— Begin TEXT EXCERPT —
[Ecn-sane] [tsvwg] Comments on L4S drafts

Dave Taht dave.taht at gmail.com
Fri Jul 19 16:03:14 EDT 2019


On Fri, Jul 19, 2019 at 11:33 AM Wesley Eddy <wes at mti-systems.com> wrote:
>
> On 7/19/2019 11:37 AM, Dave Taht wrote:
> > It's the common-q with AQM **+ ECN** that's the sticking point. I'm
> > perfectly satisfied with the behavior of every ietf approved single
> > queued AQM without ecn enabled. Let's deploy more of those!
>
> Hi Dave, I'm just trying to make sure I'm reading into your message
> correctly ... if I'm understanding it, then you're not in favor of
> either SCE or L4S at all?

I am not in favor of internet scale deployment of *ECN* at this time.
For controlled networks it can make sense. I have, indeed, done so.

Of the two proposals for making ECN safer and more useful, SCE is
struck me as superior when it appeared, and L4S
totally undeployable for a half dozen reasons since it appeared and
perpetually worse as more and more details and flaws fell out of the
architecture documents, and were 'documented' rather than treated as
the showstoppers they were.

>  With small queues and without ECN, loss
> becomes the only congestion signal

RTT... BBR...

>, which is not desirable,

packet loss we know to work with all protocols we have on the internet
other than tcp, and thus is the most important congestion indicator we
have. Until fq_codel's essentially accidental deployment of
ecn-enablement, and apple then turning it on universally, we had
essentially no field data aside from those crazies (like me) that
fully deployed it on their corporate networks.

I do rather like SCE's addition of two new congestion signals and
retention of CE as a very strong one. I'd *really* like it,
additionally, if treating "drop and mark" as an even stronger
congesting indicator also became a thing.

And I'd like it if we did more transport level work (as is finally
happening) on just about everything and *dogfooded* the results on
real home and small business networks (as I do), and ran real
benchmarks with real loads concurrent, before unleashing such a change
to the internet.

> IMHO, or am
> I totally misunderstanding something?

Has it not been clear all these years that I don't care much for ECN
in the first place? Nor do the designers of codel? Nor everyone burned
by it the first time? That ecn advocacy is limited to a very small
passionate number of folk in the ietf?

Do any of the "ecn side" actually dogfood any of their ecn stuff, day
in and day out? I encouraged y'all years ago to convince one uni, one
lab, one reasonably large scale enterprise to go all-in on ecn, and
that has not happened? still?

Look at how much of that sort of testing went into ipv6 before it
started to deploy...
— End TEXT EXCERPT —
**DO THIS**
In the mailing-list post on the L4S drafts, which of the two proposals for making ECN safer and more useful does Dave Taht say struck him as superior when it appeared?
— Begin RECORDS SUPPLIED —
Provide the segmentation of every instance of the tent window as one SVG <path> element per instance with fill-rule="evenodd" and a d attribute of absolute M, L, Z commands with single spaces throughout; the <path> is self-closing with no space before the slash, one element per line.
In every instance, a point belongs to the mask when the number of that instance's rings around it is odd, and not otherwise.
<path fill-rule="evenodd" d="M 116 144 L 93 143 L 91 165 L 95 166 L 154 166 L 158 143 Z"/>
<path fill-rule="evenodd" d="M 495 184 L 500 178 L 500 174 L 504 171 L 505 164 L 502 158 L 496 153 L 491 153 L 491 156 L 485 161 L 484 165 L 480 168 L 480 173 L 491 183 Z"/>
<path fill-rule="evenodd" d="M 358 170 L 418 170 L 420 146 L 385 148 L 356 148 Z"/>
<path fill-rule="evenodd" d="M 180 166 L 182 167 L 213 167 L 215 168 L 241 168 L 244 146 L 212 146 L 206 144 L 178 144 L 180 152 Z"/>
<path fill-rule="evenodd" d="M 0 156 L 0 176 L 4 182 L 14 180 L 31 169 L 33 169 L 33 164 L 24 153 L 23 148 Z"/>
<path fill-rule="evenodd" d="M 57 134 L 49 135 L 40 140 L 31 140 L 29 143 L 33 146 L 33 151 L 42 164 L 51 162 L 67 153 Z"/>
— End RECORDS SUPPLIED —
**WRITTEN RESPONSE**
SCE